** Start EXERCISE INPUTS **

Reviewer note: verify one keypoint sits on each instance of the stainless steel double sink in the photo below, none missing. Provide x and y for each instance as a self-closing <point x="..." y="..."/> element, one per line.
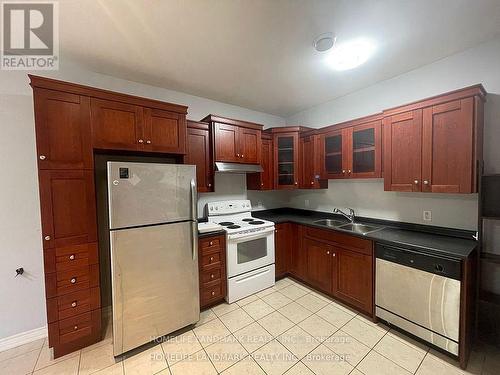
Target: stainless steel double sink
<point x="348" y="227"/>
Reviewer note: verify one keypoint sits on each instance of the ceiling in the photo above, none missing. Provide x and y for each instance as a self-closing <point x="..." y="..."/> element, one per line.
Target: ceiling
<point x="258" y="53"/>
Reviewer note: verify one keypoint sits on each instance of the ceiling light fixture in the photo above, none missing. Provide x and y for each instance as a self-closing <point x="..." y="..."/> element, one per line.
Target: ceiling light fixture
<point x="324" y="42"/>
<point x="349" y="55"/>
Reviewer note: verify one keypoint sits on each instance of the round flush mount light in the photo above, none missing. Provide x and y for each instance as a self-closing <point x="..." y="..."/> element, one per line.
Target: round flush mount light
<point x="351" y="54"/>
<point x="324" y="42"/>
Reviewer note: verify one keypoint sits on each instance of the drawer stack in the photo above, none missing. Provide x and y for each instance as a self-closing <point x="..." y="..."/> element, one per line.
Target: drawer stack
<point x="212" y="265"/>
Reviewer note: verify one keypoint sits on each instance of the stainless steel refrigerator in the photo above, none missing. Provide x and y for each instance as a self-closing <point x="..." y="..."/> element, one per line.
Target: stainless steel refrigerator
<point x="153" y="242"/>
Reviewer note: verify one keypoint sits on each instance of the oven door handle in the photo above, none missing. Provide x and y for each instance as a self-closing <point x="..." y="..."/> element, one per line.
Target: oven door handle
<point x="245" y="237"/>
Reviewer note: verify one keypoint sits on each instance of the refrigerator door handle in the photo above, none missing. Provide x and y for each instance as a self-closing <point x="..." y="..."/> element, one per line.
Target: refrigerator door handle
<point x="194" y="215"/>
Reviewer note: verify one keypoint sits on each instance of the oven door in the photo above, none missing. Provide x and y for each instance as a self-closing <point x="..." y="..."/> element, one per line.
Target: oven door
<point x="250" y="252"/>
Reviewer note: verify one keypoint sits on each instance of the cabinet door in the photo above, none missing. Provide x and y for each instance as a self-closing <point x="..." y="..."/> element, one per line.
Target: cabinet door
<point x="164" y="131"/>
<point x="448" y="147"/>
<point x="199" y="154"/>
<point x="365" y="151"/>
<point x="286" y="155"/>
<point x="282" y="248"/>
<point x="319" y="264"/>
<point x="250" y="145"/>
<point x="67" y="200"/>
<point x="116" y="126"/>
<point x="334" y="154"/>
<point x="62" y="123"/>
<point x="403" y="151"/>
<point x="353" y="275"/>
<point x="226" y="143"/>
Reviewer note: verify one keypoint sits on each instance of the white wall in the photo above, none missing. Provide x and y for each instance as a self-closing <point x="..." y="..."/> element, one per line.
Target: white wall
<point x="476" y="65"/>
<point x="23" y="298"/>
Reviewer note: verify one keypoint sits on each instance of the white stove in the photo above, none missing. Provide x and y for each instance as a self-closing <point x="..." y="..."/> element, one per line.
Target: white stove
<point x="250" y="247"/>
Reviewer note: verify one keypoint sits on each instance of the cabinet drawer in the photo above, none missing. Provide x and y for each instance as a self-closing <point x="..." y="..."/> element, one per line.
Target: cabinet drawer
<point x="211" y="293"/>
<point x="210" y="275"/>
<point x="70" y="257"/>
<point x="210" y="243"/>
<point x="345" y="240"/>
<point x="211" y="259"/>
<point x="61" y="283"/>
<point x="73" y="304"/>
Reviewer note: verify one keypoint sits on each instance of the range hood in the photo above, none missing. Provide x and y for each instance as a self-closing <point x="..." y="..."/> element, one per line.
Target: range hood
<point x="237" y="168"/>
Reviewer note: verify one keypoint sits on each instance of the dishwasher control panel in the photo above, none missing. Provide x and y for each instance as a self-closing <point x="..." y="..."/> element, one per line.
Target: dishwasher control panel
<point x="442" y="266"/>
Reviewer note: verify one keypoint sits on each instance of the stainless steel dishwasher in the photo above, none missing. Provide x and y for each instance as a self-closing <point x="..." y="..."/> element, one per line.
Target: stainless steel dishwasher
<point x="419" y="293"/>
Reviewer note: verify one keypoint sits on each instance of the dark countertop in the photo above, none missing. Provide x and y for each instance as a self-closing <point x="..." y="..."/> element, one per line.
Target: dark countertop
<point x="449" y="242"/>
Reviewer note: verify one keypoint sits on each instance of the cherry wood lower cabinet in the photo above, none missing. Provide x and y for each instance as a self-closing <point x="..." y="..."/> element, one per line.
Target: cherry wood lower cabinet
<point x="212" y="266"/>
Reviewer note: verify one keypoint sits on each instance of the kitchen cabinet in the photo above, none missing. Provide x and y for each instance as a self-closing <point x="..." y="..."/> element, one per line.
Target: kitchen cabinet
<point x="282" y="245"/>
<point x="352" y="149"/>
<point x="319" y="263"/>
<point x="263" y="180"/>
<point x="236" y="141"/>
<point x="212" y="268"/>
<point x="310" y="162"/>
<point x="199" y="153"/>
<point x="435" y="145"/>
<point x="62" y="122"/>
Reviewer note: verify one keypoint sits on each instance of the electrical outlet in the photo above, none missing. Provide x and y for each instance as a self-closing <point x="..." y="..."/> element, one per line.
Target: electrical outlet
<point x="427" y="215"/>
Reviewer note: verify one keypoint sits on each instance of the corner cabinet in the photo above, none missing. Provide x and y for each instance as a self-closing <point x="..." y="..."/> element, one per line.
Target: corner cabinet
<point x="353" y="151"/>
<point x="435" y="145"/>
<point x="200" y="153"/>
<point x="236" y="141"/>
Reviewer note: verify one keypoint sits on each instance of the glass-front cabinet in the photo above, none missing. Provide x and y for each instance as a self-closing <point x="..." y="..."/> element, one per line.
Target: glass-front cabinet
<point x="286" y="160"/>
<point x="353" y="152"/>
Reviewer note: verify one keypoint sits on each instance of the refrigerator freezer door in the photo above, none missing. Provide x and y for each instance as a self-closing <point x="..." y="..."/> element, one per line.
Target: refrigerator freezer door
<point x="154" y="282"/>
<point x="150" y="193"/>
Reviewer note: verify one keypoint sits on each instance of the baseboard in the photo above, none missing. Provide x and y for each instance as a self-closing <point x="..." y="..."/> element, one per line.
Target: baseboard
<point x="22" y="338"/>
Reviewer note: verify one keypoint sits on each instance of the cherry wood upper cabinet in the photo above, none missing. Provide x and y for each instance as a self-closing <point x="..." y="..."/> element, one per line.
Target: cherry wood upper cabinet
<point x="199" y="153"/>
<point x="164" y="131"/>
<point x="236" y="141"/>
<point x="67" y="202"/>
<point x="403" y="151"/>
<point x="62" y="122"/>
<point x="352" y="149"/>
<point x="117" y="126"/>
<point x="265" y="179"/>
<point x="435" y="145"/>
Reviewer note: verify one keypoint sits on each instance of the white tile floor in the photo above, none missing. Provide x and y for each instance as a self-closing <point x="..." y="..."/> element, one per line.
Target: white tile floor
<point x="288" y="329"/>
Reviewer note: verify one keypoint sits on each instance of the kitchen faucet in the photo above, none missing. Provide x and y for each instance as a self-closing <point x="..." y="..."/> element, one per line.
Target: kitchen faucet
<point x="349" y="216"/>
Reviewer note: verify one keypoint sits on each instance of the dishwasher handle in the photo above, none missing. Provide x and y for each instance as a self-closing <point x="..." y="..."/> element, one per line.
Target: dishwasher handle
<point x="438" y="265"/>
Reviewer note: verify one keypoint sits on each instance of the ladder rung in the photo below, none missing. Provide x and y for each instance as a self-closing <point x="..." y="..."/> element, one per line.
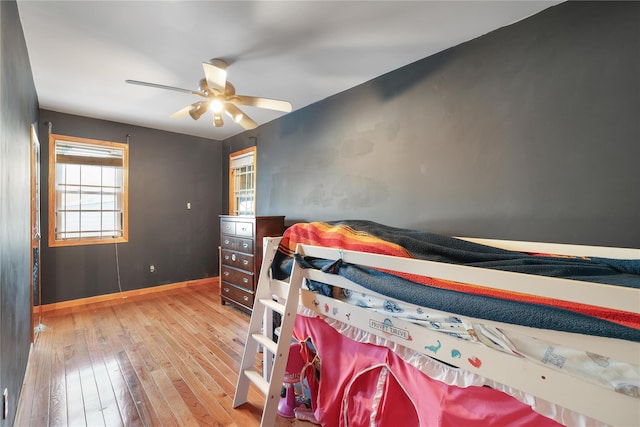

** End EXERCISE INPUTS **

▶ **GIVEN INSTRUCTION**: Convert the records, from the line containing "upper cabinet in" through the end of the records, into a Markdown table with the columns Row and Entry. Number each line in Row, omit blank lines, and leave the pictures out.

▶ **SOLUTION TO THIS PROBLEM**:
| Row | Entry |
|---|---|
| 1 | Reviewer note: verify one keypoint sits on each instance of the cherry wood upper cabinet in the photo above, none missing. Provide x and y for each instance as a self-closing <point x="..." y="..."/> element, one per line. |
| 2 | Target: cherry wood upper cabinet |
| 3 | <point x="199" y="153"/> |
| 4 | <point x="164" y="131"/> |
| 5 | <point x="236" y="141"/> |
| 6 | <point x="67" y="202"/> |
| 7 | <point x="403" y="151"/> |
| 8 | <point x="62" y="122"/> |
| 9 | <point x="352" y="149"/> |
| 10 | <point x="117" y="126"/> |
| 11 | <point x="265" y="179"/> |
| 12 | <point x="435" y="145"/> |
| 13 | Reviewer note: verify one keypoint sits on each instance of the white tile floor in the photo above, none missing. Provide x and y for each instance as a self-closing <point x="..." y="..."/> element, one per line. |
| 14 | Target: white tile floor |
| 15 | <point x="288" y="329"/> |
| 16 | Reviewer note: verify one keypoint sits on each instance of the kitchen faucet in the photo above, none missing. Provide x and y for each instance as a self-closing <point x="..." y="..."/> element, one per line. |
| 17 | Target: kitchen faucet |
| 18 | <point x="349" y="216"/> |
| 19 | Reviewer note: verify one keypoint sits on each instance of the dishwasher handle in the photo above, none missing. Provide x and y for each instance as a self-closing <point x="..." y="..."/> element, one per line. |
| 20 | Target: dishwasher handle |
| 21 | <point x="438" y="265"/> |
| 22 | Reviewer note: verify one keypoint sits on each instance of the ladder rung in the photo below, none missing. Provide x and y for each instance as a self-closing <point x="..." y="..."/> element, one per line. |